What to work on
How many of the lines below contain the word "cluster"? Reply with the number alone.

Rows taken from a pointing dataset
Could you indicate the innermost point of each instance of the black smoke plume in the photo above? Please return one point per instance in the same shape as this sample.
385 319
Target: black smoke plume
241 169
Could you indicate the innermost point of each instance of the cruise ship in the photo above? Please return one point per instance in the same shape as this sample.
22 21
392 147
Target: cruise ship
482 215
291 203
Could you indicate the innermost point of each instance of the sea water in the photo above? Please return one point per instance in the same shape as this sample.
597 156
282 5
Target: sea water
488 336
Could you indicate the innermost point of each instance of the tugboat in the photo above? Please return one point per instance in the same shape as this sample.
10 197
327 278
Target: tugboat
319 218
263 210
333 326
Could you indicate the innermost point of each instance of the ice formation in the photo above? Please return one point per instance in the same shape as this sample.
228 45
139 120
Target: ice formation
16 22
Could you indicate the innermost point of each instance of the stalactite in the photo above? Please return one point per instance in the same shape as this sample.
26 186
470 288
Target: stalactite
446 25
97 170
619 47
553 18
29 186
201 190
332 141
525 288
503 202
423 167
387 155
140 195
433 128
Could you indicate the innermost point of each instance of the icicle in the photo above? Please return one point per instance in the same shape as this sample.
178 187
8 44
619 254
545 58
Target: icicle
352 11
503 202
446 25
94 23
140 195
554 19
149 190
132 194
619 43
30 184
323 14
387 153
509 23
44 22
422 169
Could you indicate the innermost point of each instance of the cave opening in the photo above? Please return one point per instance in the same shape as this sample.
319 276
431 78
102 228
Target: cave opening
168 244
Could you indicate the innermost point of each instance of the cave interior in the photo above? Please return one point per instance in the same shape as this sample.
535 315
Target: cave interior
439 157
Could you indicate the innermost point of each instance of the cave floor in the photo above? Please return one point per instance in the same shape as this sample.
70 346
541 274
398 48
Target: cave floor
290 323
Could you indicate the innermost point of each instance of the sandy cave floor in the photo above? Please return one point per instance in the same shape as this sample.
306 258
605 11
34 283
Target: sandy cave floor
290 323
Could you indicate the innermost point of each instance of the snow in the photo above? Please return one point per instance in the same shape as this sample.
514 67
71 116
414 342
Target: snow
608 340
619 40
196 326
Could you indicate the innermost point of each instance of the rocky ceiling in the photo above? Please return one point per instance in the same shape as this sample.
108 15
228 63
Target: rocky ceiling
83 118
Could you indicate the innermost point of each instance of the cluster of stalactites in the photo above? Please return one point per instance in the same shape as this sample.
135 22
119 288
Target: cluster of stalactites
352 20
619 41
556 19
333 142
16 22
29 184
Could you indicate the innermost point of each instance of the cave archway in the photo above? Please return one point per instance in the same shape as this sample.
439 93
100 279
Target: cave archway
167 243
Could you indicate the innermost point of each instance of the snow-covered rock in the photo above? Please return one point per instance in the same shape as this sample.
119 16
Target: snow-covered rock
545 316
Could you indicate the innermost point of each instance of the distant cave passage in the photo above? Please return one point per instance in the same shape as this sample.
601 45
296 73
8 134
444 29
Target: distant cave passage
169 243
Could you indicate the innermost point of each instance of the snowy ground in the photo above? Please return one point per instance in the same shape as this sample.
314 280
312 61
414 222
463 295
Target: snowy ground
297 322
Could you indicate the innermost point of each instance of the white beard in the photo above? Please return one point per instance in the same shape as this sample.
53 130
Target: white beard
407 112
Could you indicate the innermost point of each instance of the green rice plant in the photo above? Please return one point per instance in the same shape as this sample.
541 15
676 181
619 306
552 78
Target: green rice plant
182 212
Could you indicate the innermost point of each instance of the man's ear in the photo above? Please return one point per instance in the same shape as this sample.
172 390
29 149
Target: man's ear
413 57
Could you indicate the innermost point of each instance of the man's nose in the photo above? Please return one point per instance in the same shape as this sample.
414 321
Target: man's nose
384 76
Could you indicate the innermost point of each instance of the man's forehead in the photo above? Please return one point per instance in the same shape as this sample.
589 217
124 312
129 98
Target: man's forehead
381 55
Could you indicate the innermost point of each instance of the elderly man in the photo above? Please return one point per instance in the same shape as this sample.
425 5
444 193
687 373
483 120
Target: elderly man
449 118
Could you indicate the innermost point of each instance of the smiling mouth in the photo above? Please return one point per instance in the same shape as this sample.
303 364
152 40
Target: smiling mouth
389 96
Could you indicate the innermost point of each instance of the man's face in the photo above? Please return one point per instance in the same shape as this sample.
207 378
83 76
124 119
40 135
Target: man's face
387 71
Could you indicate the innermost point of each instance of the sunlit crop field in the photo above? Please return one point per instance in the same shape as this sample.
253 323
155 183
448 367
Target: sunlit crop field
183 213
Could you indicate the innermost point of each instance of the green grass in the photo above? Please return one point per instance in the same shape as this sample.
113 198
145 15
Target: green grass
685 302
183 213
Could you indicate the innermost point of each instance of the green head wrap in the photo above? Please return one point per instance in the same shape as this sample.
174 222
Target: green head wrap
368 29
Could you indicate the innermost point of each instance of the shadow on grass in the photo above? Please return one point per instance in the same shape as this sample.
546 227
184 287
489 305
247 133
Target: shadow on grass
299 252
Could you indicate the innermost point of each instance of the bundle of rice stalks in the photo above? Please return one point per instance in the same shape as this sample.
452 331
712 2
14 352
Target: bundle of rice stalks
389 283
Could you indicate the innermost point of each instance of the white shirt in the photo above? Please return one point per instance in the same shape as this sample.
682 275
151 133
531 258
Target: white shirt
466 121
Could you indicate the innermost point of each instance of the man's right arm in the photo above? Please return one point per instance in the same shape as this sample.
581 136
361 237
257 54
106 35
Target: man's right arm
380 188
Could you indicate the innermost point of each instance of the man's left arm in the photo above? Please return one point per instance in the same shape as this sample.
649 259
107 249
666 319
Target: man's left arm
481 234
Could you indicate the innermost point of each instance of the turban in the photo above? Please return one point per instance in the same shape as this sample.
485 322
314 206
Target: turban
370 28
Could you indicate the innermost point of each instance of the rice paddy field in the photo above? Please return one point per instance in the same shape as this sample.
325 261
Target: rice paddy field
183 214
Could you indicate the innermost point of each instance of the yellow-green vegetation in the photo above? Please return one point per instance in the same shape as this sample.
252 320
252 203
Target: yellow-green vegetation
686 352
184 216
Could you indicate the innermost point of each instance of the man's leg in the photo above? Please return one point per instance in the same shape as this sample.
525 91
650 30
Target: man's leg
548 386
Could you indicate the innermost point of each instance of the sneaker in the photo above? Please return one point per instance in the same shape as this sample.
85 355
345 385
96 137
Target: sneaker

...

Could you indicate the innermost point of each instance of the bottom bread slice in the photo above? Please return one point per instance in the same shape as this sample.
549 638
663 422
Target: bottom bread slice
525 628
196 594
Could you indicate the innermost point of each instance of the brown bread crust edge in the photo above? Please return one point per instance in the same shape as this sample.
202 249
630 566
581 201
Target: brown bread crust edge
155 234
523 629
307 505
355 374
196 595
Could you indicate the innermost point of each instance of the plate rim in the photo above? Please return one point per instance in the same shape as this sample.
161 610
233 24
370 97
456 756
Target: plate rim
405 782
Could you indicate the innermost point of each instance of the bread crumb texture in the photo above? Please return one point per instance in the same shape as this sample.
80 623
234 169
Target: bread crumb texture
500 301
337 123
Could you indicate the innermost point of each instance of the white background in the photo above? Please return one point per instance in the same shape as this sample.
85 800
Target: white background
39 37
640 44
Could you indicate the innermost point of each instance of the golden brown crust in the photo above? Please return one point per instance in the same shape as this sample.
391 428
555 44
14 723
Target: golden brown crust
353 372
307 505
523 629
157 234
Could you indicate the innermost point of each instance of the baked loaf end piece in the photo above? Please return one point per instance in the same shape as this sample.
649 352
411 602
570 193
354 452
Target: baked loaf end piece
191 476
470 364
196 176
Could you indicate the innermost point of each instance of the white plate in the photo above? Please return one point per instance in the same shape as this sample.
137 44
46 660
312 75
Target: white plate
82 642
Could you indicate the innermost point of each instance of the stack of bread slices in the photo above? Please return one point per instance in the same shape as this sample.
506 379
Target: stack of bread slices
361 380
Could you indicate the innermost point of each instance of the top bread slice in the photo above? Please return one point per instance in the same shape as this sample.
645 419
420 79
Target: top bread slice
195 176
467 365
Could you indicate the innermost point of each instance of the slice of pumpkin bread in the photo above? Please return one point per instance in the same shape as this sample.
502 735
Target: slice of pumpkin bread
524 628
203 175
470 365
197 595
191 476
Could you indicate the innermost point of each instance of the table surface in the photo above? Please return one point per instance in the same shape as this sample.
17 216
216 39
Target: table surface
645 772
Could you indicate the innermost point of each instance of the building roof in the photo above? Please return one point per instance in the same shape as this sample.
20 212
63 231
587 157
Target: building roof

Full solution
2